TEXT EXTRACT:
╔══
Heat Pipe Thermal Management at Hypersonic Vehicle Leading Edges: A Low Temperature Model Study

[+] Author and Article Information
Scott D. Kasen

660 Hunters Place, Suite #012 Charlottesville, VA 22911 skasen@electrawatch.com

Haydn N. G. Wadley

Department of Materials Science and Engineering 395 McCormick Road Charlottesville, VA 22904 haydn@virginia.edu

1Corresponding author.

Contributed by the Heat Transfer Division of ASME for publication in the Journal of Thermal Science and Engineering Applications. Manuscript received September 24, 2018; final manuscript received February 5, 2019; published online xx xx, xxxx. Assoc. Editor: Aaron P. Wemhoff.
╚══
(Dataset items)
╔══
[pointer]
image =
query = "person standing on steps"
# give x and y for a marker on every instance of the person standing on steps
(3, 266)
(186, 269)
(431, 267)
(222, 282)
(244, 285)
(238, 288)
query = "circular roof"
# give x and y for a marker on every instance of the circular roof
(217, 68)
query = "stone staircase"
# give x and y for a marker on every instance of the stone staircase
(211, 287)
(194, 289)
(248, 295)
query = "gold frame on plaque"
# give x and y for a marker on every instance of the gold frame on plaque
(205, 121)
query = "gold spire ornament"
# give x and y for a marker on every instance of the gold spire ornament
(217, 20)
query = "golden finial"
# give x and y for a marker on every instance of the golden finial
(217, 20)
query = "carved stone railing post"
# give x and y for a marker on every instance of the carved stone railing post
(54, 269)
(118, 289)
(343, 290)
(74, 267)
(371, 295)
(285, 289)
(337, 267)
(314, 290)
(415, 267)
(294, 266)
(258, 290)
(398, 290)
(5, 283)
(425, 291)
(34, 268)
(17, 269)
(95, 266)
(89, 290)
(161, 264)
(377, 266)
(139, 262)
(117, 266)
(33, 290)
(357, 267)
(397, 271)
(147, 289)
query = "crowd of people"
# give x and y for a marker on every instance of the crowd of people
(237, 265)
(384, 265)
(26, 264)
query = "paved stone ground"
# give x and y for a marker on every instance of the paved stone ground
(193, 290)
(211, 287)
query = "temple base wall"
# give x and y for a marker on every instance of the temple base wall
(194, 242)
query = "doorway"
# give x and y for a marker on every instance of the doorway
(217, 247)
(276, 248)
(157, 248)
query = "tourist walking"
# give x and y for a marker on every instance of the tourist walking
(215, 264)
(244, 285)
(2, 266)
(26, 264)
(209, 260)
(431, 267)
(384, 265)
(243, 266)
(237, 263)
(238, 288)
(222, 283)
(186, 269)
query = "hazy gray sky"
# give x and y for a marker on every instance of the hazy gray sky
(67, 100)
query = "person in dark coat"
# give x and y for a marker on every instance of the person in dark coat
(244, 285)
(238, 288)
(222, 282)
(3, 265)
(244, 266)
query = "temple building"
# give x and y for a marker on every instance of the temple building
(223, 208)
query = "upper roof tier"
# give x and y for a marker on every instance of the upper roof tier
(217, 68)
╚══
╔══
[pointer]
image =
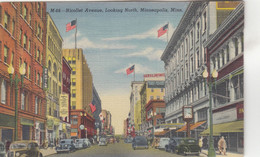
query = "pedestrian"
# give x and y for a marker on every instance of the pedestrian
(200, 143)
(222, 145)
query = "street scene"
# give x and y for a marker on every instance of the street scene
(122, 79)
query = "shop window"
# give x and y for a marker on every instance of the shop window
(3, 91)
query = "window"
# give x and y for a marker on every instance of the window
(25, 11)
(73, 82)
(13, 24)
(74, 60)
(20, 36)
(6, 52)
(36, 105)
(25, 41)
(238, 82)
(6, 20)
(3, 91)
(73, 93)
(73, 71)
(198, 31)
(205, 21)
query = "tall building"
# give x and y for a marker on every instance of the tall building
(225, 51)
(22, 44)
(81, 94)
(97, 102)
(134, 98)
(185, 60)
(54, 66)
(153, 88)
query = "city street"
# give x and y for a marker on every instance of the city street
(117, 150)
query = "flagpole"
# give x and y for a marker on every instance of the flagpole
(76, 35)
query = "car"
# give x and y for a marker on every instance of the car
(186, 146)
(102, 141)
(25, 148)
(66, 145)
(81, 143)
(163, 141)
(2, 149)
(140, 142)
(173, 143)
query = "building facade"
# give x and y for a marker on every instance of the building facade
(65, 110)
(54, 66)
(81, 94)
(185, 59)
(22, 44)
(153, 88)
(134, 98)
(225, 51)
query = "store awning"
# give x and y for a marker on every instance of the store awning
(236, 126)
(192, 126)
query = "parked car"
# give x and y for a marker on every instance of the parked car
╚══
BRIEF: Reproduce the stretch of the article header from "Haydn N. G." through "1Corresponding author.", renaming "McCormick Road" as "McCormick Drive". These data stand apart from the article header and form separate material.

RESPONSE TO THIS TASK:
Haydn N. G. Wadley

Department of Materials Science and Engineering 395 McCormick Drive Charlottesville, VA 22904 haydn@virginia.edu

1Corresponding author.